Short task 1
Return every line in the entries below that contains the string "gray", matching case exactly.

# start of Selection

Contact between Mainland Chinese and Taiwan continued intermittently for centuries, erupting in small-scale conflict during the Yuan Dynasty, in the late 13th Century. In one of history's accidents, a delegation from the emperor Kublai Khan ended up in Taiwan instead of their intended destination of Ryukyu, a kingdom that flourished during the Middle Ages in the islands of the same name; after a brief skirmish, which resulted in deaths, the Yuan troops left Taiwan.

The first known written account of Taiwan in Chinese records came in 1349, from the hand of Wang Dayuan, a trader who traveled extensively throughout Asian lands and documented his travels and observations. He referred to Taiwan as Liuqiu and Pisheye and noted the presence of pottery from mainland China. Travels between the mainland and the island accelerated as time went by, and trade flourished, albeit in a small scale.

# end of Selection
# start of Task data

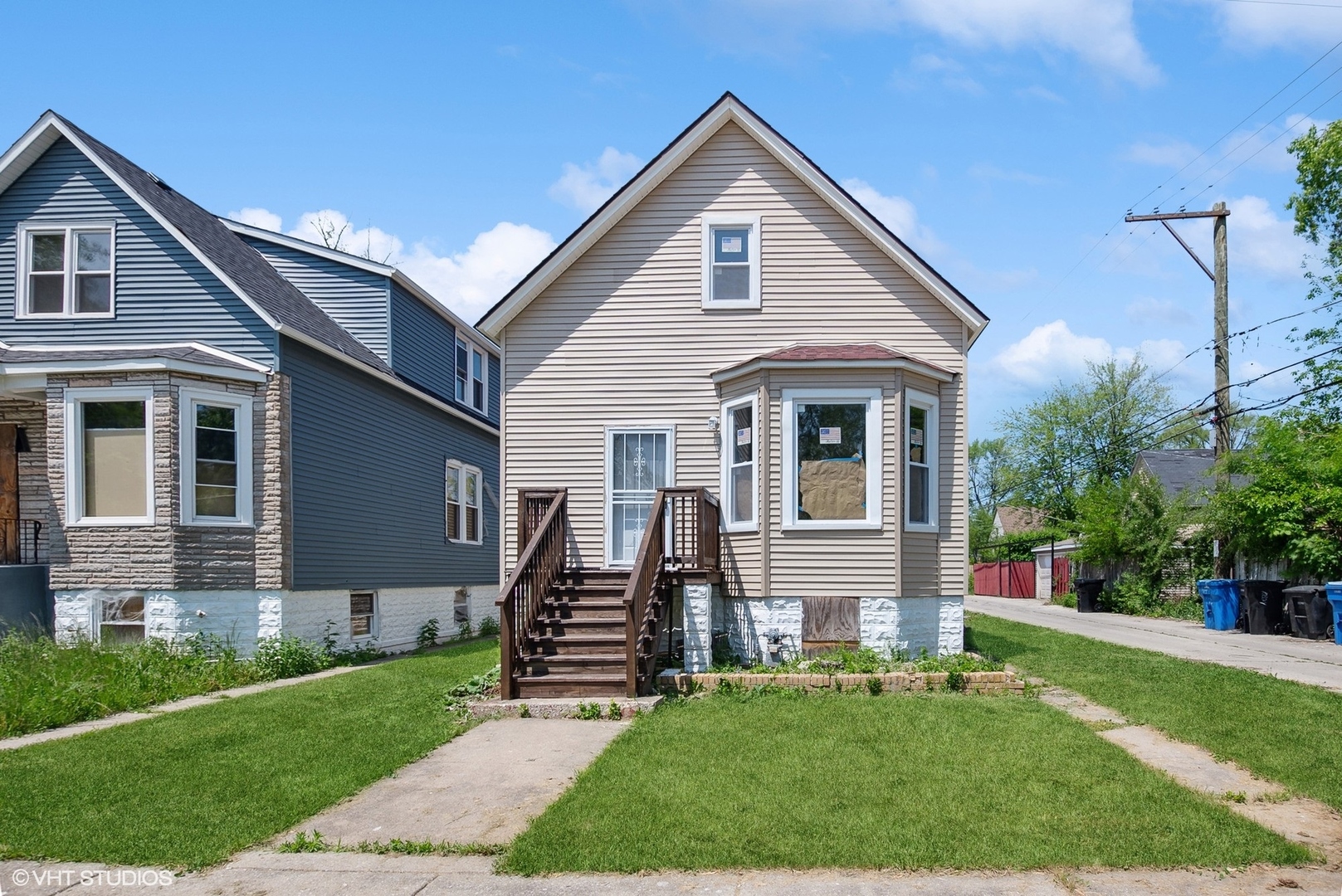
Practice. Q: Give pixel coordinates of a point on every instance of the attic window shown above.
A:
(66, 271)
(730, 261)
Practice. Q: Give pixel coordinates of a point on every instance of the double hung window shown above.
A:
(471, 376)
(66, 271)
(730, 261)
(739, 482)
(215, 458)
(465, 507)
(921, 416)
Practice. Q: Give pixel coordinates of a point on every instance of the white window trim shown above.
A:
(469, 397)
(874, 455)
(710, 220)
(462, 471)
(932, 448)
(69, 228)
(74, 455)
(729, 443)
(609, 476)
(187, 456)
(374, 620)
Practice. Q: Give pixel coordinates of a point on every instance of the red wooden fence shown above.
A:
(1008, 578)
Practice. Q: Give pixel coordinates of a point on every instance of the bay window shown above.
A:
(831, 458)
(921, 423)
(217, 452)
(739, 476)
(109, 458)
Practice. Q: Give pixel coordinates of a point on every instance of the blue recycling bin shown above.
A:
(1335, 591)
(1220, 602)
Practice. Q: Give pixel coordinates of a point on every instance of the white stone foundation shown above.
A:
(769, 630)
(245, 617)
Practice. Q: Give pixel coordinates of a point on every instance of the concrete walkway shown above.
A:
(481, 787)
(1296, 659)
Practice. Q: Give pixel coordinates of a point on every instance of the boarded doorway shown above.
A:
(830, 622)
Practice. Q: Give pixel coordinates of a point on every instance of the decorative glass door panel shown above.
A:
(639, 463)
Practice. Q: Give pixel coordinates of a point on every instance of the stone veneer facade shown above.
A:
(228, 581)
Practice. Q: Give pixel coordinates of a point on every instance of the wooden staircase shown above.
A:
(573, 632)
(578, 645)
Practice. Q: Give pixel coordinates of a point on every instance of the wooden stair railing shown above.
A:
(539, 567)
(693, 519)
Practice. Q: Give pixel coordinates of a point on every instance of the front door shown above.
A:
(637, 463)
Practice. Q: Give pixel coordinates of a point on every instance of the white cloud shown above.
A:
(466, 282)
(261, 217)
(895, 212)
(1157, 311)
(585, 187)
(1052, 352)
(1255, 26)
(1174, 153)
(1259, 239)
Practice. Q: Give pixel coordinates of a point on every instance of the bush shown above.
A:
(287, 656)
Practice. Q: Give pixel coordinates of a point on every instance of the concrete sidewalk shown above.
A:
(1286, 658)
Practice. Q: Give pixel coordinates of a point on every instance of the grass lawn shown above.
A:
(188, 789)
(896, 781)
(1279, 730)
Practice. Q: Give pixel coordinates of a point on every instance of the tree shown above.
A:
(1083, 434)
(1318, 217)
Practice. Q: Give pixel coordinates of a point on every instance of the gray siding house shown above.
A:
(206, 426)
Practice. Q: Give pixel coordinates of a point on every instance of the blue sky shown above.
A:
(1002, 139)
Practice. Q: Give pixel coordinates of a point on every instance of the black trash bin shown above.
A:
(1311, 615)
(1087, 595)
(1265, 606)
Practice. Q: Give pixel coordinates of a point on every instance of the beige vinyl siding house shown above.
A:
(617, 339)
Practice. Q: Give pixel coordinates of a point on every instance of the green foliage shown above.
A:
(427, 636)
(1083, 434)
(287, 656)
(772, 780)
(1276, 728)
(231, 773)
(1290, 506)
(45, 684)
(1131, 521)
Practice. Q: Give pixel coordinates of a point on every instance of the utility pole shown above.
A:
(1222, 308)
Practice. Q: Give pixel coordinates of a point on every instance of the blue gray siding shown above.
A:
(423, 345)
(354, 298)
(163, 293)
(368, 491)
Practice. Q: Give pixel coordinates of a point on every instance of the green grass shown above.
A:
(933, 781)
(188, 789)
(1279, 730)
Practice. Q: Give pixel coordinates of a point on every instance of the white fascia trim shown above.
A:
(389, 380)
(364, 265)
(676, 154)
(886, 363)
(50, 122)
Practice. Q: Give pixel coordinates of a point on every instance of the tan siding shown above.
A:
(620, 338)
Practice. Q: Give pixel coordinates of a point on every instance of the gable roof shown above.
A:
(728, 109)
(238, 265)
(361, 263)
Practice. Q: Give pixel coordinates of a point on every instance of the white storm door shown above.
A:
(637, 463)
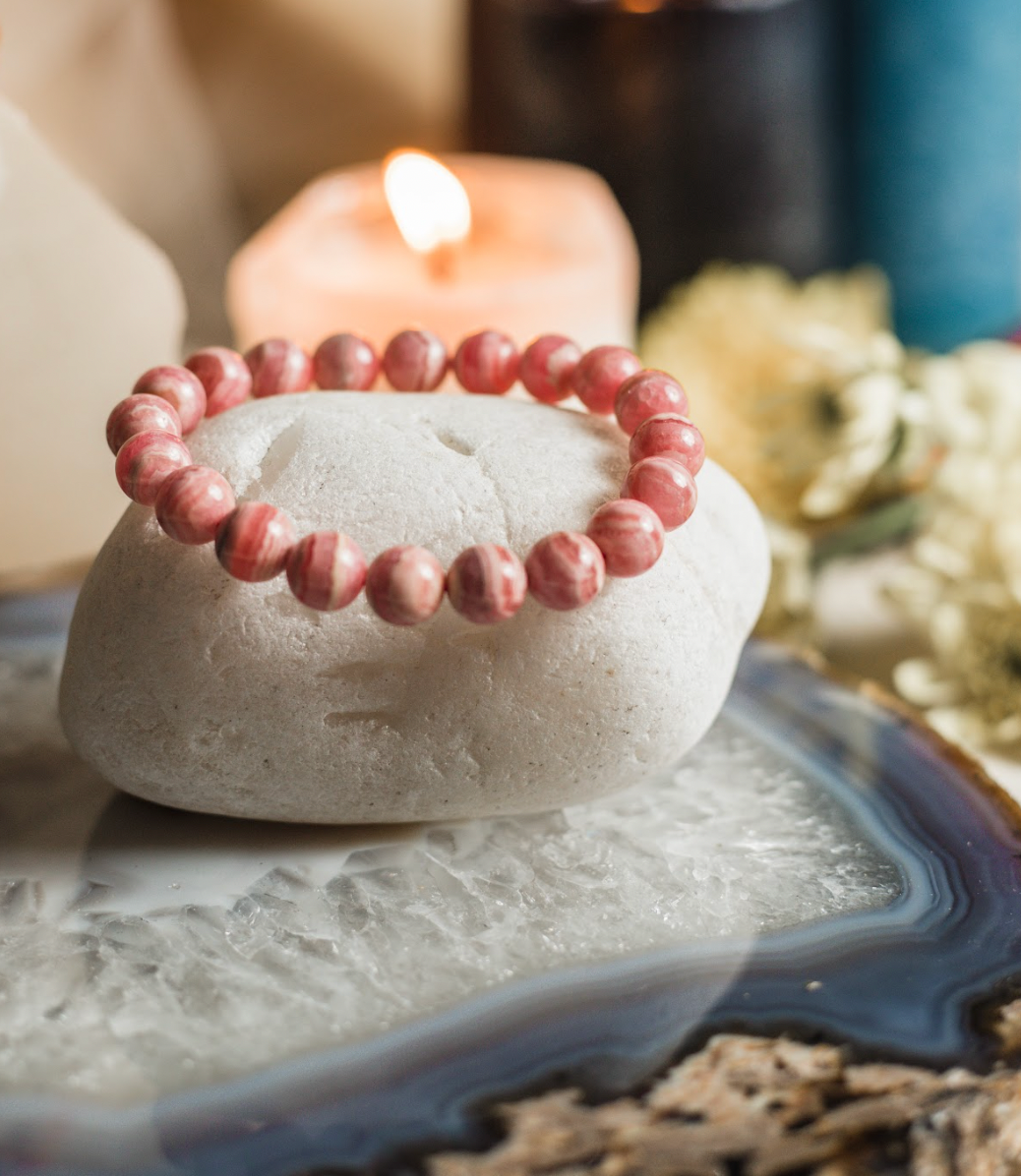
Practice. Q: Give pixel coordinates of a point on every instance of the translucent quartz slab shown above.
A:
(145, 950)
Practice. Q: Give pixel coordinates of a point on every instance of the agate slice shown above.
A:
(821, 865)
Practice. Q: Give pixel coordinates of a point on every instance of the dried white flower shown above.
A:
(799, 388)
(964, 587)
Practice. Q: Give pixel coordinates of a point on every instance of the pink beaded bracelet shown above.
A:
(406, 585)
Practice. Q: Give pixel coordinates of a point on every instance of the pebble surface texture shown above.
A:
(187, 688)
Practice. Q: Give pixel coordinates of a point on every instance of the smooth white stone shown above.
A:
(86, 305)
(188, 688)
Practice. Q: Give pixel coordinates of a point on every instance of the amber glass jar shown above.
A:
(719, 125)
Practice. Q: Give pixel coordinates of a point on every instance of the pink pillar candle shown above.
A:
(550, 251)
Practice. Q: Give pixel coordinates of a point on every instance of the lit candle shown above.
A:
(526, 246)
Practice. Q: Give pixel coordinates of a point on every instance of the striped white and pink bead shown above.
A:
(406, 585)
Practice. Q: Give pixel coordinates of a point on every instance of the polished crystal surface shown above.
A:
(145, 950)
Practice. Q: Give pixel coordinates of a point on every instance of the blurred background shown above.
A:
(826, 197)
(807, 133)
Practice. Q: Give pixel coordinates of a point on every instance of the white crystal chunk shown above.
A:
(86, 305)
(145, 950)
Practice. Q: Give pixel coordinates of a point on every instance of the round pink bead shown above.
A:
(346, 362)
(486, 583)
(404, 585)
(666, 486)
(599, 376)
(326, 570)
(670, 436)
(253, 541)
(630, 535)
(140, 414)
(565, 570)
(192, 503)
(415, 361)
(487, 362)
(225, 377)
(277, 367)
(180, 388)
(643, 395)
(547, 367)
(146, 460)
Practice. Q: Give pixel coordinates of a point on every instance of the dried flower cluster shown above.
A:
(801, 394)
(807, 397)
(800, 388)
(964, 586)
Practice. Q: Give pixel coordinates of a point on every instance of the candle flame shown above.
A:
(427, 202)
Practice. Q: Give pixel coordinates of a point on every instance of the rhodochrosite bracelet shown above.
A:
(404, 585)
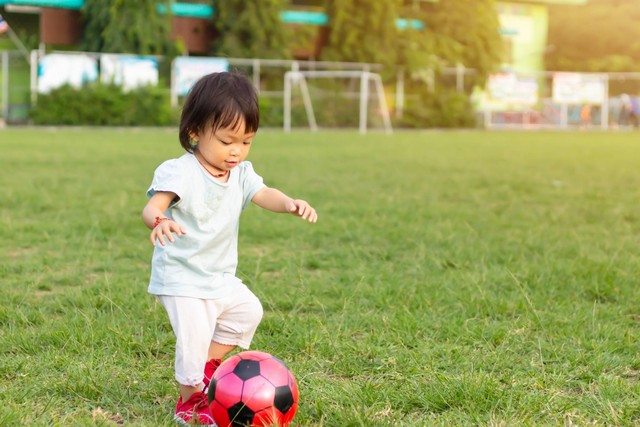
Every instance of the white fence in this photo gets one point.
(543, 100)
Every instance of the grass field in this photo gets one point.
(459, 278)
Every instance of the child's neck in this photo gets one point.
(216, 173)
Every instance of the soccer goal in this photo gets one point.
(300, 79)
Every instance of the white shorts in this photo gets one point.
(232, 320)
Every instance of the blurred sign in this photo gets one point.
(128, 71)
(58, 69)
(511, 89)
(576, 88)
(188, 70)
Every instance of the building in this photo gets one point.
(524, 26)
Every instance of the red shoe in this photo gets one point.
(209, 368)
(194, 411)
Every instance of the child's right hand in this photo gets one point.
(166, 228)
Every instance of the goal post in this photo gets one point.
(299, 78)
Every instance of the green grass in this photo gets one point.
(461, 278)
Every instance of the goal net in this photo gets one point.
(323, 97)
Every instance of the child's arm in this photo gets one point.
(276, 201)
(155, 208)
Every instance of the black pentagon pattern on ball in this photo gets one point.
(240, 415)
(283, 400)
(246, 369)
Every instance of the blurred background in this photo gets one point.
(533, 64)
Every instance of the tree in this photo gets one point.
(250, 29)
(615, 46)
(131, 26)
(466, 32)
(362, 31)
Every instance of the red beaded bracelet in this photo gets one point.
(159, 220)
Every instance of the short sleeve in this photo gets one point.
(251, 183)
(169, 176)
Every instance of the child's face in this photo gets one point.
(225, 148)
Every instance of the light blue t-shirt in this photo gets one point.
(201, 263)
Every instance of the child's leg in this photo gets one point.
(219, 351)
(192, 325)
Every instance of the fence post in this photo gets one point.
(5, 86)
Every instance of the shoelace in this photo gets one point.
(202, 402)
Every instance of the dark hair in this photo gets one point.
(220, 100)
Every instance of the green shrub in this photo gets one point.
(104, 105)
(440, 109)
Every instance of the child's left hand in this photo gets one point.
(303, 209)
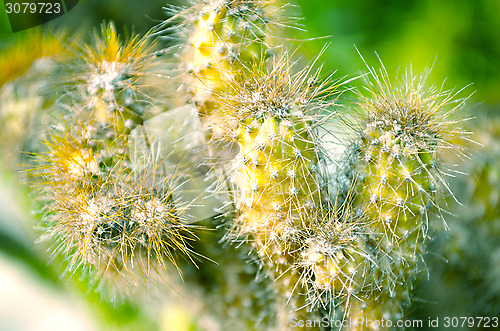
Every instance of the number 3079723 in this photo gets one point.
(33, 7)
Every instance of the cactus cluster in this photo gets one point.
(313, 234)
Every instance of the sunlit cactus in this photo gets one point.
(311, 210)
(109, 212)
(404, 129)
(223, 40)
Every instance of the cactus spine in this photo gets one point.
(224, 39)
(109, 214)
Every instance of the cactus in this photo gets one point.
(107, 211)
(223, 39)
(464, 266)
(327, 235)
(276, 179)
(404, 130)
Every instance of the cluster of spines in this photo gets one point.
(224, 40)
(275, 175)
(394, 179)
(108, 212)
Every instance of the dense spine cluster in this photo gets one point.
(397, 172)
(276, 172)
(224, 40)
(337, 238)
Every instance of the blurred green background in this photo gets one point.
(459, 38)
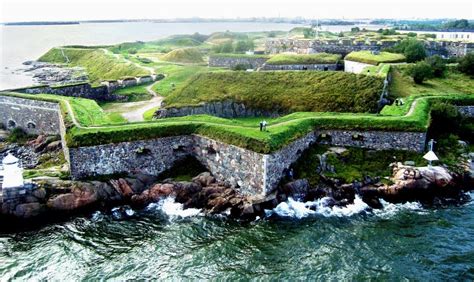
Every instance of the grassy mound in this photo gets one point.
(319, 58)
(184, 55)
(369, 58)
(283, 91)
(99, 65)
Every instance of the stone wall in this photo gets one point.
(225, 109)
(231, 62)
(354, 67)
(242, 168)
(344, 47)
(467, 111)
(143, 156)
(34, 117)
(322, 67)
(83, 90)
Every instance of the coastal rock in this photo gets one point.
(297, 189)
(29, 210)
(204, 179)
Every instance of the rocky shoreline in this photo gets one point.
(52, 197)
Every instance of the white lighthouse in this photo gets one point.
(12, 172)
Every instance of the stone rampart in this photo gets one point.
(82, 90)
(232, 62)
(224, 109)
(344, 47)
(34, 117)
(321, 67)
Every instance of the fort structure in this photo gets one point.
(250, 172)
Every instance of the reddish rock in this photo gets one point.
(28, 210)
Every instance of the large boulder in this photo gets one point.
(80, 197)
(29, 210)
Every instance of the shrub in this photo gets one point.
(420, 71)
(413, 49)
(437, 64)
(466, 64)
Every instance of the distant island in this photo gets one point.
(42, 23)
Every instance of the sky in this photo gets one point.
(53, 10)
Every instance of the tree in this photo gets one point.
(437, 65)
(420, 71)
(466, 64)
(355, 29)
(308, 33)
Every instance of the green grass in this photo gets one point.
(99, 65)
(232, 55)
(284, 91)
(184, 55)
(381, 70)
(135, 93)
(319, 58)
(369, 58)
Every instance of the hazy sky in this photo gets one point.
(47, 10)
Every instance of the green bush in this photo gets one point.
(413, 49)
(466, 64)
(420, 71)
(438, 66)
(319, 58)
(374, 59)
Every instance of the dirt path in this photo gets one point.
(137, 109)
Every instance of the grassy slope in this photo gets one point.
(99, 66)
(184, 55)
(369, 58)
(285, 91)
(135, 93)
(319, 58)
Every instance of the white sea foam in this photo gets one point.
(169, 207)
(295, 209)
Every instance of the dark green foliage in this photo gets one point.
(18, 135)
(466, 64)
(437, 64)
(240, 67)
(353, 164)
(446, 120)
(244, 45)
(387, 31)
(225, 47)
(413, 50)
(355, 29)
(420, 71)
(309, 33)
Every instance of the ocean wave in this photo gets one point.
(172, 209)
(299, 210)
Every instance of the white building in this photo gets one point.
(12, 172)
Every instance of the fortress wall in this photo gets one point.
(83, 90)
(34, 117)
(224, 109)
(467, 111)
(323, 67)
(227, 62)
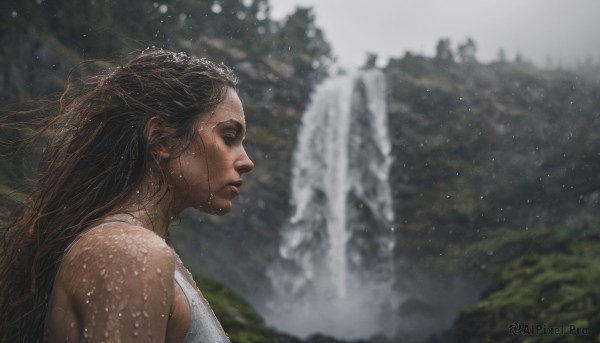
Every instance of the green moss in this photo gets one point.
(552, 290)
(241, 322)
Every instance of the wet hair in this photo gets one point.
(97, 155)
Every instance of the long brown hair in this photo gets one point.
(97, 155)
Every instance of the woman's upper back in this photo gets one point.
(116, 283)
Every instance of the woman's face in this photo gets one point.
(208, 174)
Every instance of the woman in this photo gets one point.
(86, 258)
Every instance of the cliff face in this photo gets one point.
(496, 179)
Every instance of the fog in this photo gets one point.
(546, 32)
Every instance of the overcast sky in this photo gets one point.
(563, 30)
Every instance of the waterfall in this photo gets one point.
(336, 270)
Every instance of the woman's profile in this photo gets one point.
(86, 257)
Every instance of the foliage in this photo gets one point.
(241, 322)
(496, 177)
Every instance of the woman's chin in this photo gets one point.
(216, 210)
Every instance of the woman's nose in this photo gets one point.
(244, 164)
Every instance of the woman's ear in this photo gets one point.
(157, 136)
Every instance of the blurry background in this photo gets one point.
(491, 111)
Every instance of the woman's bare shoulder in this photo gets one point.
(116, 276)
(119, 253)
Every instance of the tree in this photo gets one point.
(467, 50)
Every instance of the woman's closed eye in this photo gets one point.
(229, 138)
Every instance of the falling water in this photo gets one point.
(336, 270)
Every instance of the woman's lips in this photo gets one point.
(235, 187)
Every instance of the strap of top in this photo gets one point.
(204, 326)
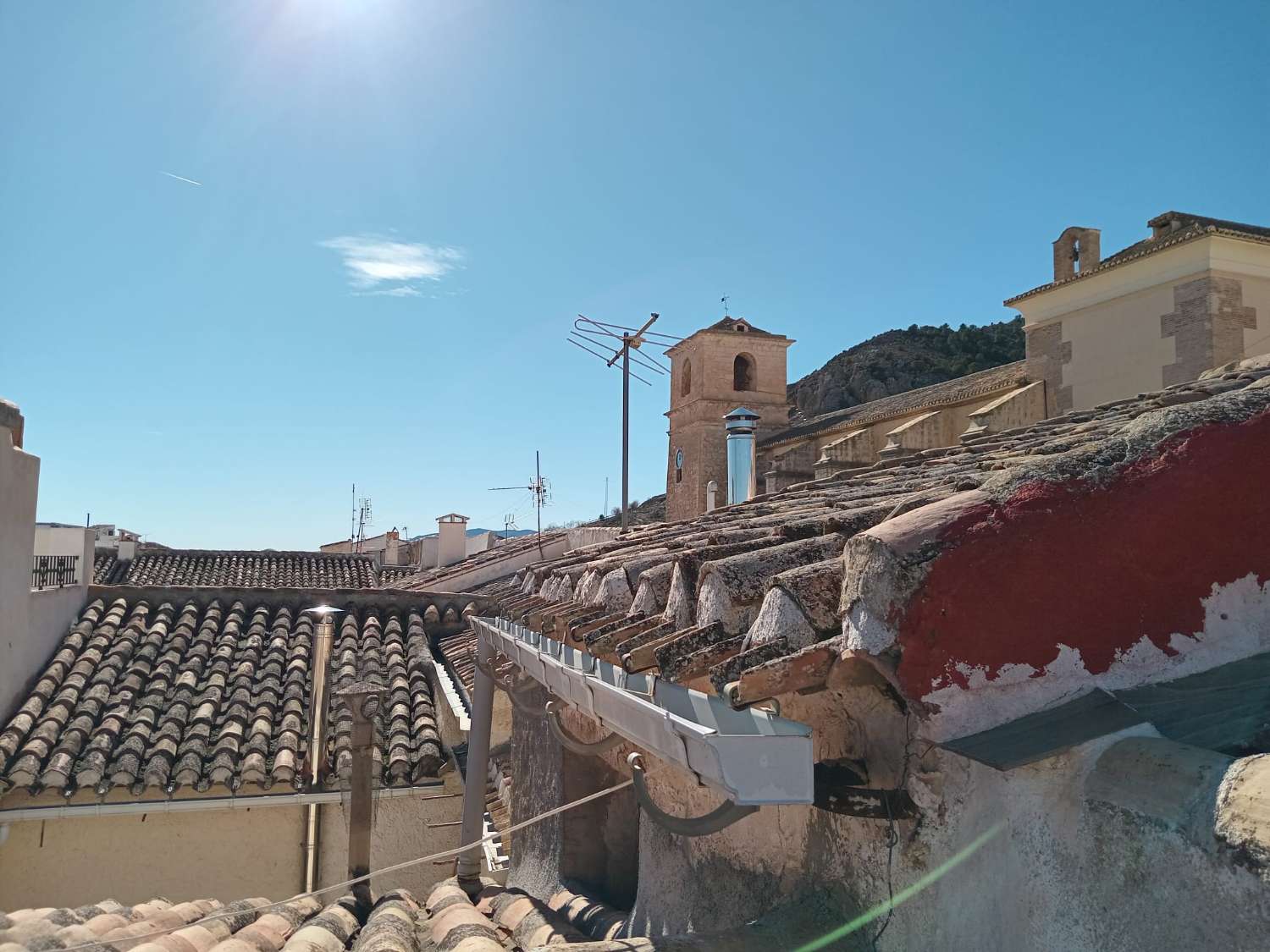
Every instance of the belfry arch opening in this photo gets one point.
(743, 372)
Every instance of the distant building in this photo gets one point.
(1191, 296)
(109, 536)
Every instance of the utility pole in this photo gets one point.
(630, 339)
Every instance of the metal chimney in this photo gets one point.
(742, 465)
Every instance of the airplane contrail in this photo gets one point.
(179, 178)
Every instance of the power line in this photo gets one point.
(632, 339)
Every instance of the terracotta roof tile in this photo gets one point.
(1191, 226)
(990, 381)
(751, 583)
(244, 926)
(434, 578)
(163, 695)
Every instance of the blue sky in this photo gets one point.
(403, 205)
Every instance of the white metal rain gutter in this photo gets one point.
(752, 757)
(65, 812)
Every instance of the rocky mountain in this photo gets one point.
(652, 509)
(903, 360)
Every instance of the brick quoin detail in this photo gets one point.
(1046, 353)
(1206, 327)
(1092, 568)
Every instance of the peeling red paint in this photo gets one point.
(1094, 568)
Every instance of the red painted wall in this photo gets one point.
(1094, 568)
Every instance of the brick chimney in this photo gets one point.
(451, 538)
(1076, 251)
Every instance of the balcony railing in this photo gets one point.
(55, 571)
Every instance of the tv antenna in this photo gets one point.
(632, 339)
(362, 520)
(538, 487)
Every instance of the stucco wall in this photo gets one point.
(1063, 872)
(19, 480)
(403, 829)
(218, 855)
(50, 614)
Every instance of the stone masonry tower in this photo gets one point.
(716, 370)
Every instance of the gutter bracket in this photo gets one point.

# end of Task data

Short task 2
Go on with the passage about early contact between mainland China and Taiwan, starting after its final sentence.

Exercise output 1
Practice. Q: Give pixel coordinates of a point on every instance of the gray siding house shown above.
Practice. Q: Give pixel coordinates of a point on every instance of the blue gray siding shown above.

Exercise output 2
Another well-known Chinese traveler, Chen Di, visited Taiwan in 1603, on behalf of China's ruling Ming Dynasty. Chen Di's account contained a more extensive description of Taiwan's peoples and customs than that of Wang Dayuan two centuries earlier. By the time of Chen Di, the island had come to be known as Taiwan, after the name of the tribe Tayouan.

Taiwan map 1600s

Echoing efforts throughout the Pacific, traders from European countries arrived on Taiwan during the Age of Exploration. Dutch sailors arrived in 1623, having defeated the rival Portuguese a year earlier at the Battle of Macau. The Dutch East India Company built a fort on a island off the southwest coast of Taiwan and worked to expand its operations on the larger island. In the north were Spanish possessions. By this time, Europeans were referring to Taiwan as Formosa, a name dating to 1542 on Portuguese maps.

Beating the Europeans to the punch were Japanese traders, first and foremost in the form of an expedition from the Tokugawa shogunate in 1609. However, Japanese possessions in Taiwan were few and far between.

In the end, it was the Dutch who were the most successful at establishing a colonial presence in Taiwan. Even they, though, had possession of such lands for a limited time, as they became involved in internecine struggles in China and ended up surrendering the last of their lands in 1668.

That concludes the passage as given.